**Goal**
Reproduce the listing below with every occurrence of "innermost point" replaced by "central point", keeping all other text unchanged.

**Input material**
Begin

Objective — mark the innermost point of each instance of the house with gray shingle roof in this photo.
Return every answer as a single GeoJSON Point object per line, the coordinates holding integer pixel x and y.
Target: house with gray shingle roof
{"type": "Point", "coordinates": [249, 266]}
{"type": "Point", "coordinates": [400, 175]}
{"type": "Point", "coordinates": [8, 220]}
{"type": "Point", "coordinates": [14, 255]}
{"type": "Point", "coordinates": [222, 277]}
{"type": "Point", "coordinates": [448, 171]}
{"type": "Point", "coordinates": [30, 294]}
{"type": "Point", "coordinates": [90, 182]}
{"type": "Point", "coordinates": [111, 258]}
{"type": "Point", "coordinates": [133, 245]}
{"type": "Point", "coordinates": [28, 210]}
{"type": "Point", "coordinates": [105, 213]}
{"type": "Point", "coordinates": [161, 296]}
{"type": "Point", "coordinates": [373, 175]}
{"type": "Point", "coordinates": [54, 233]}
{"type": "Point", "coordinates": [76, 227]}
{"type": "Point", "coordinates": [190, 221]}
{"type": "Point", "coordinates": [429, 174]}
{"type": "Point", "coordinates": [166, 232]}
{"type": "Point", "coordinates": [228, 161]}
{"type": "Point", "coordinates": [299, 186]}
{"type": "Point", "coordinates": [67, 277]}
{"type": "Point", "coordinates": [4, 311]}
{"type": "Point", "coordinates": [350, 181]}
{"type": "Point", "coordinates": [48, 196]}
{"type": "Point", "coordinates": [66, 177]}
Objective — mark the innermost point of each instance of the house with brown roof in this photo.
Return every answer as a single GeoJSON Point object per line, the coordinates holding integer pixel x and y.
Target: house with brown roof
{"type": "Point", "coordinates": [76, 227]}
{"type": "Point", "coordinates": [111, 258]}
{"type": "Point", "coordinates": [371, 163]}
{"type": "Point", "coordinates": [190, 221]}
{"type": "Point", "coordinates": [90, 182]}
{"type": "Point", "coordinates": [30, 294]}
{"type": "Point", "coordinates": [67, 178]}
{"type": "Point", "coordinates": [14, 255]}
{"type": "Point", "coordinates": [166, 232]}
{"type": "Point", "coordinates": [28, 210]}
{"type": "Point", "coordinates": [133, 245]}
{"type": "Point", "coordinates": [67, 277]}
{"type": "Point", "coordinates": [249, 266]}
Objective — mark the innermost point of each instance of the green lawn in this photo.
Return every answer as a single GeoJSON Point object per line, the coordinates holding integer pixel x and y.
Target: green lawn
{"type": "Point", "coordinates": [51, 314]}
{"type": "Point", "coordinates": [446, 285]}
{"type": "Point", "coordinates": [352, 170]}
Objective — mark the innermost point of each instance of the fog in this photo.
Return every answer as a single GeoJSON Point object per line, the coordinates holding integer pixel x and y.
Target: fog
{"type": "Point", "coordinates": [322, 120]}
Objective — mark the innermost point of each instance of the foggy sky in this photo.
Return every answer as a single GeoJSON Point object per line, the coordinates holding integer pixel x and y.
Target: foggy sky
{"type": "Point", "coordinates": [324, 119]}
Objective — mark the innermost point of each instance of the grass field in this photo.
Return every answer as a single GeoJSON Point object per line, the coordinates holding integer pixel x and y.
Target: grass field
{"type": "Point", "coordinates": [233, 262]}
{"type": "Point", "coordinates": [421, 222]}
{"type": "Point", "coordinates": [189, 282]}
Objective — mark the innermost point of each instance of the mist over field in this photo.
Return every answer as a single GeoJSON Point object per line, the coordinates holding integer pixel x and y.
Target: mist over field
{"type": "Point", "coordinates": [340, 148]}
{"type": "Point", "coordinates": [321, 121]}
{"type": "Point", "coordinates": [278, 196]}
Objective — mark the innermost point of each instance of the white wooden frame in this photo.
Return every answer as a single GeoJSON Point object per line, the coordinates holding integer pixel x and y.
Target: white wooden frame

End

**Expected answer**
Objective — mark the central point of each instance of the house with gray shingle roof in this photo.
Return every answer as a single GeoJSON Point object per line, the coordinates holding integer pixel x and y.
Target: house with gray shingle roof
{"type": "Point", "coordinates": [249, 266]}
{"type": "Point", "coordinates": [400, 175]}
{"type": "Point", "coordinates": [8, 220]}
{"type": "Point", "coordinates": [14, 255]}
{"type": "Point", "coordinates": [222, 277]}
{"type": "Point", "coordinates": [448, 171]}
{"type": "Point", "coordinates": [30, 294]}
{"type": "Point", "coordinates": [90, 182]}
{"type": "Point", "coordinates": [111, 258]}
{"type": "Point", "coordinates": [133, 245]}
{"type": "Point", "coordinates": [28, 210]}
{"type": "Point", "coordinates": [105, 213]}
{"type": "Point", "coordinates": [161, 296]}
{"type": "Point", "coordinates": [373, 175]}
{"type": "Point", "coordinates": [54, 233]}
{"type": "Point", "coordinates": [76, 227]}
{"type": "Point", "coordinates": [190, 221]}
{"type": "Point", "coordinates": [429, 174]}
{"type": "Point", "coordinates": [166, 232]}
{"type": "Point", "coordinates": [228, 161]}
{"type": "Point", "coordinates": [299, 186]}
{"type": "Point", "coordinates": [67, 277]}
{"type": "Point", "coordinates": [4, 311]}
{"type": "Point", "coordinates": [350, 181]}
{"type": "Point", "coordinates": [48, 196]}
{"type": "Point", "coordinates": [66, 177]}
Objective — mark the central point of each instance of the house with brown roof in this photo.
Return every answer as a single GeoJSON Point object per line, the coordinates holding integer pixel x and y.
Target: house with brown roof
{"type": "Point", "coordinates": [76, 227]}
{"type": "Point", "coordinates": [111, 258]}
{"type": "Point", "coordinates": [371, 163]}
{"type": "Point", "coordinates": [190, 221]}
{"type": "Point", "coordinates": [90, 182]}
{"type": "Point", "coordinates": [30, 294]}
{"type": "Point", "coordinates": [67, 178]}
{"type": "Point", "coordinates": [14, 255]}
{"type": "Point", "coordinates": [166, 232]}
{"type": "Point", "coordinates": [28, 210]}
{"type": "Point", "coordinates": [133, 245]}
{"type": "Point", "coordinates": [67, 277]}
{"type": "Point", "coordinates": [249, 266]}
Objective — mark the central point of each instance of the green lawn in this photo.
Return every answer as a single GeoJSON Point object per line, the coordinates holding integer pixel x and y.
Target: green lawn
{"type": "Point", "coordinates": [51, 314]}
{"type": "Point", "coordinates": [446, 285]}
{"type": "Point", "coordinates": [352, 170]}
Objective — mark the central point of each instance of the fog in this photo.
Return every answer as a single GeoJSON Point object per line, the coordinates holding integer pixel x and y.
Target: fog
{"type": "Point", "coordinates": [322, 120]}
Objective — mark the central point of each instance of the foggy sky in this photo.
Return every answer as a single GeoJSON Point object per line, the coordinates holding integer pixel x and y.
Target: foggy sky
{"type": "Point", "coordinates": [324, 119]}
Objective — mark the central point of each instance of the grass field in this photo.
Return every answer as a single GeoJSON Point object per line, the coordinates holding integer pixel x and y.
Target: grass field
{"type": "Point", "coordinates": [233, 262]}
{"type": "Point", "coordinates": [421, 222]}
{"type": "Point", "coordinates": [189, 282]}
Objective — mark the central point of each instance of the mist over field in this photo.
Return every answer as a single GeoJSON Point object per line, the coordinates holding integer pixel x and y.
Target: mist over field
{"type": "Point", "coordinates": [340, 148]}
{"type": "Point", "coordinates": [321, 121]}
{"type": "Point", "coordinates": [278, 196]}
Objective — mark the central point of each instance of the white wooden frame in this photo.
Return every answer as a single GeoJSON Point object per line, the coordinates holding integer pixel x and y.
Target: white wooden frame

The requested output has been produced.